■ EXERCISE OBJECTIVE
Please convert the lines below into a Markdown table with the columns Number and Line, starting with the line that contains "of the cutting" and going on through the last line. Skip blank lines and leave out the pictures.
• • •
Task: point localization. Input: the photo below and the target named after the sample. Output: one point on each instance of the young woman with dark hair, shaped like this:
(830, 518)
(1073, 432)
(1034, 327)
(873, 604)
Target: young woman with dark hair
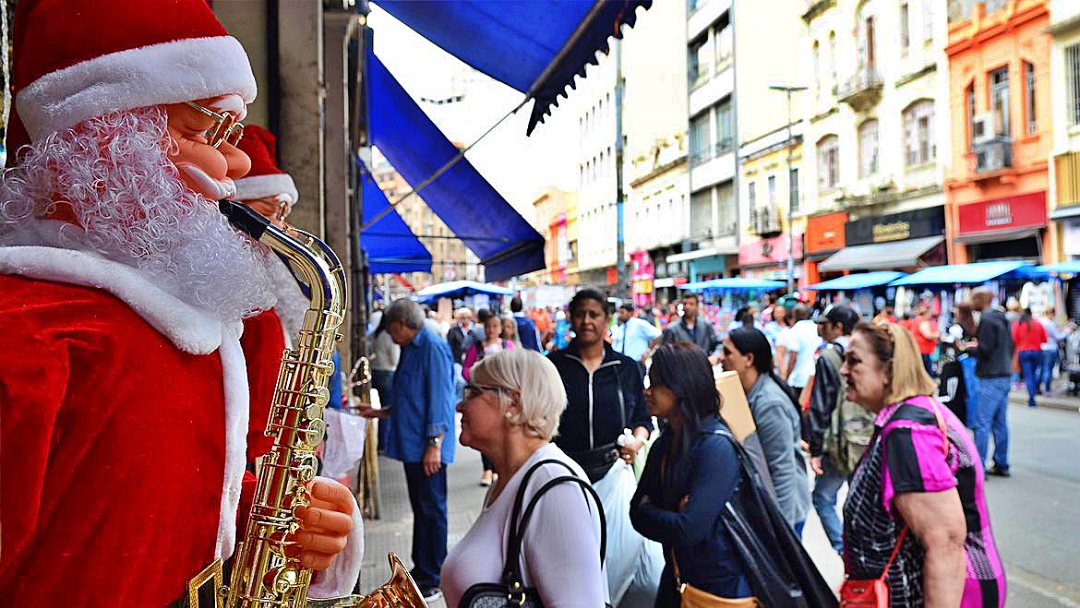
(774, 408)
(689, 476)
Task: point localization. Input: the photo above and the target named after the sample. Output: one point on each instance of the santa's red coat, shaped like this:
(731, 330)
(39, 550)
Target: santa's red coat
(112, 448)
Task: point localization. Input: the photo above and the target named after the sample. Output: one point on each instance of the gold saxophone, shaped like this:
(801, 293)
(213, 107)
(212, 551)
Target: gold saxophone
(264, 576)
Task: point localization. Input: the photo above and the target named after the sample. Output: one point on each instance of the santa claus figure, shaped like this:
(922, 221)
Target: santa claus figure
(123, 388)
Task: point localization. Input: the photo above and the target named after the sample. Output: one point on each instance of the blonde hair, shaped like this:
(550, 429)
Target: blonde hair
(896, 350)
(530, 374)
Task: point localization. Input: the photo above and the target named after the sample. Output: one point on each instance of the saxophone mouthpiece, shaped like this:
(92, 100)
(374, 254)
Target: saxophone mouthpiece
(244, 218)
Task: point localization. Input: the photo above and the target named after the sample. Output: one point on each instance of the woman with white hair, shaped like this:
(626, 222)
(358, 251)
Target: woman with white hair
(510, 413)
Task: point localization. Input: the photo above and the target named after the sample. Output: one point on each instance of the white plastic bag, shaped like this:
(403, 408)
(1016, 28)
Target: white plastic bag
(634, 564)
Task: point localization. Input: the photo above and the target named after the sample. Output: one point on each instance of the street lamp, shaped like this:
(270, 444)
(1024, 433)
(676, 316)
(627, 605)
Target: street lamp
(791, 238)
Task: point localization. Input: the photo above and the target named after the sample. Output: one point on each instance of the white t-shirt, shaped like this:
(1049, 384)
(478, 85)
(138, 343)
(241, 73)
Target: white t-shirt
(805, 341)
(561, 552)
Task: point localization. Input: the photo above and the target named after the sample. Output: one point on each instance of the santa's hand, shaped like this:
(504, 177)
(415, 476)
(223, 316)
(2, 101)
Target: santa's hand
(325, 525)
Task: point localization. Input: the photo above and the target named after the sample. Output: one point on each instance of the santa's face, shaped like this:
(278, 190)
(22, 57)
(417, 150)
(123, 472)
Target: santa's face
(204, 169)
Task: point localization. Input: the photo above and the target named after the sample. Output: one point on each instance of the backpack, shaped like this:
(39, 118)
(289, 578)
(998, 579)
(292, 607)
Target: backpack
(850, 427)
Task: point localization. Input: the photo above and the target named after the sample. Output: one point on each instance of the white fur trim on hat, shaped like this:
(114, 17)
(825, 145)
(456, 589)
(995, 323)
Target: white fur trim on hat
(262, 186)
(170, 72)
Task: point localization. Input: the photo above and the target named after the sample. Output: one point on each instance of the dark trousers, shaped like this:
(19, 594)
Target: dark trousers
(428, 497)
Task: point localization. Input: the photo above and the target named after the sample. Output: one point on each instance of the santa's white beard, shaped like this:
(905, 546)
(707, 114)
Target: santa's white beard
(131, 206)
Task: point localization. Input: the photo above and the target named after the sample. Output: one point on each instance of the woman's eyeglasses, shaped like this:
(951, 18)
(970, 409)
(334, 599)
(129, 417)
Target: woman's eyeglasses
(226, 126)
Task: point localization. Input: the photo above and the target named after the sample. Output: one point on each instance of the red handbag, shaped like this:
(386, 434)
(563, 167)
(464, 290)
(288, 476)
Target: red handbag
(874, 593)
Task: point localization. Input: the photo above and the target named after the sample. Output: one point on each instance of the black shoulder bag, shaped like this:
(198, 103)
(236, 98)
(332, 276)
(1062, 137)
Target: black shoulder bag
(512, 593)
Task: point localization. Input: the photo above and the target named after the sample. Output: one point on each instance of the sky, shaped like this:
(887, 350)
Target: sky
(520, 167)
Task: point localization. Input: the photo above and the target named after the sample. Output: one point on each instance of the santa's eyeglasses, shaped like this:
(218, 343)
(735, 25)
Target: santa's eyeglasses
(226, 126)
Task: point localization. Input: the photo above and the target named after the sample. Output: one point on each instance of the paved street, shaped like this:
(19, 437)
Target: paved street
(1035, 513)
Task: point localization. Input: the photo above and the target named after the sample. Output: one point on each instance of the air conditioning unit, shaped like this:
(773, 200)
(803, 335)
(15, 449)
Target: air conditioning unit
(982, 129)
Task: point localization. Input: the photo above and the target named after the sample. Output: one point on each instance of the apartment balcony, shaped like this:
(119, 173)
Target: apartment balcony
(862, 90)
(766, 221)
(991, 158)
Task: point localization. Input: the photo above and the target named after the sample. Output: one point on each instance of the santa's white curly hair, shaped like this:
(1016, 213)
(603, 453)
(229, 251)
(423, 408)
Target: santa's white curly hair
(111, 183)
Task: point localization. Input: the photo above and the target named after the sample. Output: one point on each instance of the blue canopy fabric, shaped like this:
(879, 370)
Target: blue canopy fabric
(460, 289)
(853, 282)
(536, 46)
(1063, 268)
(391, 246)
(966, 273)
(505, 243)
(736, 284)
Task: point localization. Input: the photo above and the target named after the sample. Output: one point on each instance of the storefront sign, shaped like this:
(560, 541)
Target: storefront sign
(768, 252)
(825, 232)
(1014, 213)
(896, 227)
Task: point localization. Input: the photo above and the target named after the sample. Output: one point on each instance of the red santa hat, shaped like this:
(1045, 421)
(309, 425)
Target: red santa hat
(77, 59)
(265, 178)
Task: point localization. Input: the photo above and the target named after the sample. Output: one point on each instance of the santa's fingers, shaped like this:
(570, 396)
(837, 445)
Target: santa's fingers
(320, 518)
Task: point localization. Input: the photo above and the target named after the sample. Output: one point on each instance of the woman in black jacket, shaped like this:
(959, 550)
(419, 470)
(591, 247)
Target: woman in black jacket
(691, 473)
(604, 391)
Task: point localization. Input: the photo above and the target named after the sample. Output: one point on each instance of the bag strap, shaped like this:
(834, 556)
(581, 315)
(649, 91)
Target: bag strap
(903, 532)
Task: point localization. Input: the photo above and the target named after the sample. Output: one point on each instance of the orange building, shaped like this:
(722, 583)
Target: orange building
(999, 98)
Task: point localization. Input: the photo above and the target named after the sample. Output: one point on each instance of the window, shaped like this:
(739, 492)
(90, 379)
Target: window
(868, 148)
(828, 162)
(817, 68)
(725, 129)
(905, 29)
(928, 21)
(699, 138)
(1029, 98)
(999, 99)
(1072, 83)
(919, 133)
(793, 190)
(970, 96)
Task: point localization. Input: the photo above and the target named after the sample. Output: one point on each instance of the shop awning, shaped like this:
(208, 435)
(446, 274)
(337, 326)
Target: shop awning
(853, 282)
(966, 273)
(537, 46)
(505, 243)
(460, 289)
(1063, 268)
(880, 256)
(736, 284)
(389, 243)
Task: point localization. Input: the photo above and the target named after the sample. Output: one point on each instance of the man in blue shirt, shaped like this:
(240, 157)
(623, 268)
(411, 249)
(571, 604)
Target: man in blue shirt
(526, 327)
(633, 336)
(420, 433)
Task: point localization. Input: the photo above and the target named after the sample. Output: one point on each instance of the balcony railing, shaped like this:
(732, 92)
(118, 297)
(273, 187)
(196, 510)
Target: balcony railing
(993, 156)
(861, 90)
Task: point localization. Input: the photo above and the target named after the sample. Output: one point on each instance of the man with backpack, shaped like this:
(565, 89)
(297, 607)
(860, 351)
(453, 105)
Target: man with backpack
(839, 430)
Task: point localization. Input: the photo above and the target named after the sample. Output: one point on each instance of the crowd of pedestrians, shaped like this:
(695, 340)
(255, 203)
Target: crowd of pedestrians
(625, 401)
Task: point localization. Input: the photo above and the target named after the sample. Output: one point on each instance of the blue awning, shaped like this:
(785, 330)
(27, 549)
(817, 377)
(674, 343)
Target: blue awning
(391, 246)
(853, 282)
(460, 289)
(537, 46)
(736, 284)
(966, 273)
(1063, 268)
(505, 243)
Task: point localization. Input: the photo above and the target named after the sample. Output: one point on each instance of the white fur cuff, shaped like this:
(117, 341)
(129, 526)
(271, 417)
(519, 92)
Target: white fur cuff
(170, 72)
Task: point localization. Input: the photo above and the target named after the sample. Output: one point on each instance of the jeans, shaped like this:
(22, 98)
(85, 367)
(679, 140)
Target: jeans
(427, 495)
(1049, 362)
(993, 405)
(381, 380)
(1030, 363)
(825, 489)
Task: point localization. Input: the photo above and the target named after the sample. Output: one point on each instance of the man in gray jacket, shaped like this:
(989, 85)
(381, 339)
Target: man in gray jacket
(693, 328)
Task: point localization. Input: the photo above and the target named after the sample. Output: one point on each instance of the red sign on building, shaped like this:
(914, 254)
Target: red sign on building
(1013, 213)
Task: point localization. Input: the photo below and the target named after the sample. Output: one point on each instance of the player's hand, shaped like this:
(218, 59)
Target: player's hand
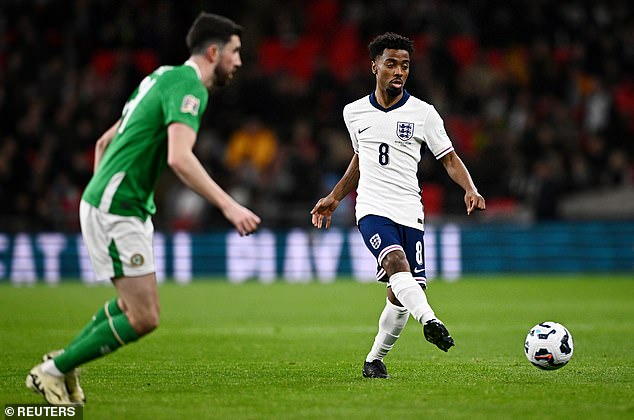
(474, 201)
(323, 210)
(244, 220)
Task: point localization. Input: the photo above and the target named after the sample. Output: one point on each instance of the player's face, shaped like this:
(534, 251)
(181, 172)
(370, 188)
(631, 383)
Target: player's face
(229, 61)
(391, 69)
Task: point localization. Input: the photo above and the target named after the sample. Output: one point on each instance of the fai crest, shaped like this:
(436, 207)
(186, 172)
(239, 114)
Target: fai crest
(404, 130)
(191, 105)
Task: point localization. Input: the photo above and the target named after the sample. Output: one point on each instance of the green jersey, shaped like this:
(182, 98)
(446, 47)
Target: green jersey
(125, 180)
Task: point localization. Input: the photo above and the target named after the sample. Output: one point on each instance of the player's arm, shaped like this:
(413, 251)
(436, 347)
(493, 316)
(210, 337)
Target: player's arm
(181, 158)
(327, 205)
(460, 175)
(103, 142)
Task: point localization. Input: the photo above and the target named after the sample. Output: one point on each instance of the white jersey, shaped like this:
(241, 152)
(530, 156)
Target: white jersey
(389, 144)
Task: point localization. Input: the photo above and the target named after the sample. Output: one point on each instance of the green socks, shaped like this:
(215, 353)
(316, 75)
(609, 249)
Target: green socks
(108, 330)
(110, 309)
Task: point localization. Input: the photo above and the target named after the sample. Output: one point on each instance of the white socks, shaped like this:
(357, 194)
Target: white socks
(391, 323)
(50, 368)
(412, 296)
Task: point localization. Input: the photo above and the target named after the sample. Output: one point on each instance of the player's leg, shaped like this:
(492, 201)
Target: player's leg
(140, 297)
(119, 247)
(391, 323)
(380, 236)
(410, 292)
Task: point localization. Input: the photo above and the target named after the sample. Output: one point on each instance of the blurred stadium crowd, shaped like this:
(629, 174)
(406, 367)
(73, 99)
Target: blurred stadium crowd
(538, 97)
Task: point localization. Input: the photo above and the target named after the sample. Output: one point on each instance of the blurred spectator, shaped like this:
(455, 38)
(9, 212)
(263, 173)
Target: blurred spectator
(538, 96)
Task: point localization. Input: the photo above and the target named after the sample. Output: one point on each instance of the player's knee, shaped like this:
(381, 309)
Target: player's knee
(392, 298)
(145, 323)
(395, 262)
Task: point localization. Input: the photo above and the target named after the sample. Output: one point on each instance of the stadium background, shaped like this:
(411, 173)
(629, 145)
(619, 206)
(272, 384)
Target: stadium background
(538, 98)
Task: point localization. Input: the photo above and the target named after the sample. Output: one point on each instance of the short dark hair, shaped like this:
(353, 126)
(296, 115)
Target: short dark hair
(390, 41)
(208, 28)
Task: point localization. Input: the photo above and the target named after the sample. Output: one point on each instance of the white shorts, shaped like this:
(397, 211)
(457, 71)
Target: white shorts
(119, 246)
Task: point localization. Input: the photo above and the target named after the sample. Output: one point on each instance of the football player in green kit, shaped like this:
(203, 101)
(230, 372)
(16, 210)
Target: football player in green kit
(157, 128)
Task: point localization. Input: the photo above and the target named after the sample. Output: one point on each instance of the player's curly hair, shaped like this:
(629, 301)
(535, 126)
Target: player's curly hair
(391, 41)
(209, 28)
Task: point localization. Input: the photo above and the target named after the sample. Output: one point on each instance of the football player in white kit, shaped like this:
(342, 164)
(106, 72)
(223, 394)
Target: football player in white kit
(389, 129)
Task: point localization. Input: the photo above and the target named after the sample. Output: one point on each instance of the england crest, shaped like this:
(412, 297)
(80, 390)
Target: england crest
(375, 241)
(404, 130)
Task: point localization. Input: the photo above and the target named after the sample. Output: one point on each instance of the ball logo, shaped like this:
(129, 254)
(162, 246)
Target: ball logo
(137, 260)
(375, 241)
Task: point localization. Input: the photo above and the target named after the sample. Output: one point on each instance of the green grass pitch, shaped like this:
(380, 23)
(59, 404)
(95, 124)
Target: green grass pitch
(286, 351)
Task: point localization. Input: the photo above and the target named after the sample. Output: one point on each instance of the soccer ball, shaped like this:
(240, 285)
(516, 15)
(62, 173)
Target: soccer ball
(549, 345)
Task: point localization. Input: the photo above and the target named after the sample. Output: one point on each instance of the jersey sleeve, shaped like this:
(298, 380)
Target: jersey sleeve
(435, 135)
(185, 102)
(353, 137)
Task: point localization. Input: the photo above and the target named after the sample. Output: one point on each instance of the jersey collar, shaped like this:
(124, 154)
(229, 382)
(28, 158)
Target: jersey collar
(193, 65)
(399, 104)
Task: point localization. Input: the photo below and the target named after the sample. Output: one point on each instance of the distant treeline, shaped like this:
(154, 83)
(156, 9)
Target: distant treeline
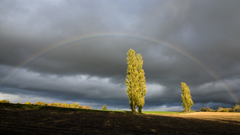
(64, 105)
(236, 108)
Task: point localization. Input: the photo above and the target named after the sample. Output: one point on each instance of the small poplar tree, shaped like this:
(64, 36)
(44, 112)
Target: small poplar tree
(186, 97)
(135, 81)
(104, 108)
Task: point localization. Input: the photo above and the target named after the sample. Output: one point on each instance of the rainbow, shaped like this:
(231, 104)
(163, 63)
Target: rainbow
(100, 35)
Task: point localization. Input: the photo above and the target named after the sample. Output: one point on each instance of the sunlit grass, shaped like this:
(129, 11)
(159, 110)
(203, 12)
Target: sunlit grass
(159, 112)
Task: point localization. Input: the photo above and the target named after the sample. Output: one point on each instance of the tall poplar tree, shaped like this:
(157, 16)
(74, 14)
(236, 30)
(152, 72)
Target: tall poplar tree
(135, 81)
(142, 87)
(132, 80)
(186, 97)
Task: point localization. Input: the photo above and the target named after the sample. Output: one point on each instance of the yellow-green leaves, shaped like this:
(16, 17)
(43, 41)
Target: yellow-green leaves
(186, 97)
(135, 81)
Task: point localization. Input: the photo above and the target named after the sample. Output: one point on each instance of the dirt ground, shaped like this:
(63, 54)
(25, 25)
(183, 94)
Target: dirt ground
(17, 121)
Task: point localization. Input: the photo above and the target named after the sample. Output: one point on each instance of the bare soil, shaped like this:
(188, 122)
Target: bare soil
(19, 121)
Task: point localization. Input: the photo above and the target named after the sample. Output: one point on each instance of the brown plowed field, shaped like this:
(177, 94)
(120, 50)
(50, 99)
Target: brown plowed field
(18, 121)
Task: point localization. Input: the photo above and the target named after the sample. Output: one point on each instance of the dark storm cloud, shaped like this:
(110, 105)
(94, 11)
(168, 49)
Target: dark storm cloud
(206, 30)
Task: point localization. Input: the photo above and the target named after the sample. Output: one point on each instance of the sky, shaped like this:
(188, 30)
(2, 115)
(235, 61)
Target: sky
(75, 51)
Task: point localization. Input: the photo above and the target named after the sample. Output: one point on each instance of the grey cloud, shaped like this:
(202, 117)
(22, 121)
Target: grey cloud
(207, 31)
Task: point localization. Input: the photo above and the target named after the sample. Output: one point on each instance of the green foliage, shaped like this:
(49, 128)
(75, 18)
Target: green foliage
(186, 97)
(104, 108)
(135, 81)
(142, 87)
(4, 101)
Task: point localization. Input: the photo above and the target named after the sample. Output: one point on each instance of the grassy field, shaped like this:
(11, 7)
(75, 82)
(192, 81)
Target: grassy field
(27, 119)
(159, 112)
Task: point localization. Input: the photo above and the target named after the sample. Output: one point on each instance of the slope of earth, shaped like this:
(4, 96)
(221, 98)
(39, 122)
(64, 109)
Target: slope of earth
(20, 121)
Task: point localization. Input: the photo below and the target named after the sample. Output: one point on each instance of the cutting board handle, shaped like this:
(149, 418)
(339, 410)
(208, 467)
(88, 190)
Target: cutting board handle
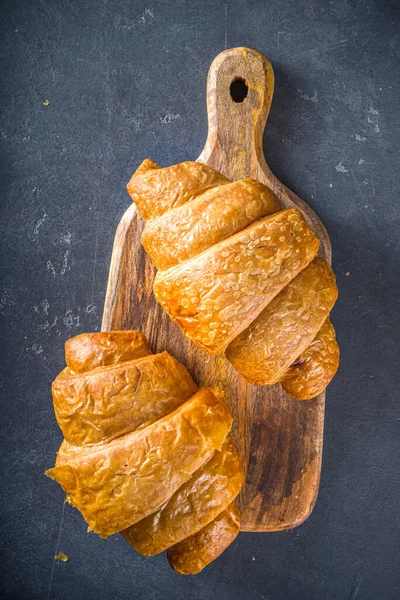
(240, 85)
• • •
■ COMPLETED EXERCISE
| Number | Line |
|---|---|
| 1 | Task: point localization. Input: the photo below and the target named after the sample. Output: one point on each instance of the cutting board handle, shaped like this: |
| 2 | (149, 418) |
| 3 | (339, 410) |
| 4 | (208, 467) |
| 5 | (88, 190) |
| 6 | Target: cutting board handle |
| 7 | (240, 85) |